Records of labeled points
>> start

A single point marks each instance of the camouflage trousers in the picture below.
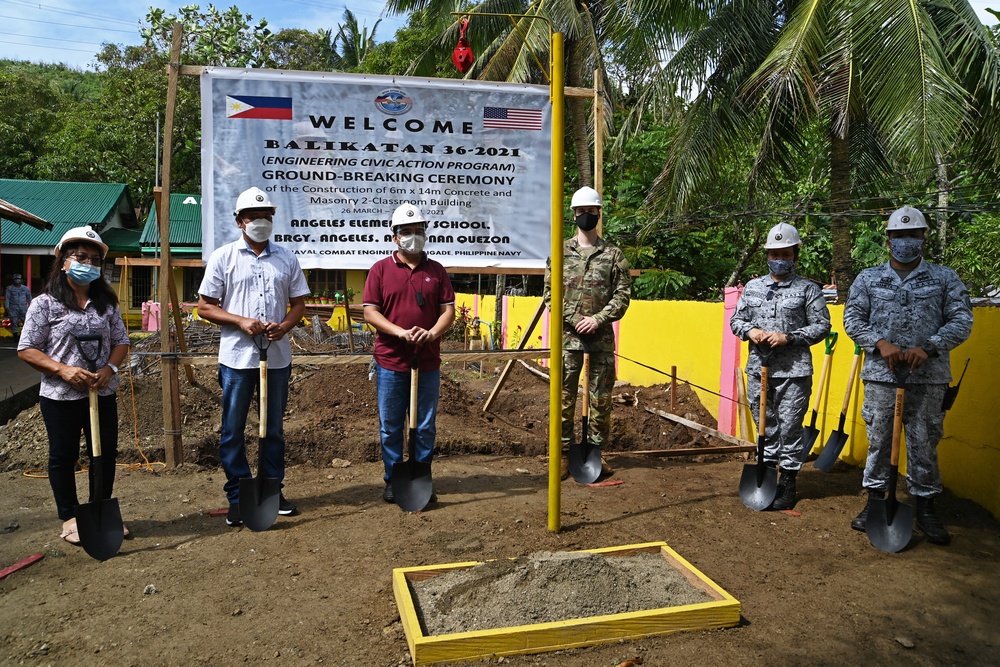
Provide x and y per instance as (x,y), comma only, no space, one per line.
(787,403)
(602,381)
(923,426)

>> end

### Task goal:
Convert the listing into a two-column CSV with the headers instruction and output. Each row should hold one instruction and its answer, each in a single quoted field with line breaks turned into spaces, and the pictures should be left out.

### Reply to the task:
instruction,output
"A single point marks each instance of the camouflage trousers in the picture below. Provide x and y per instance as (x,y), comma only, no space, one per line.","(787,403) (602,381) (923,426)"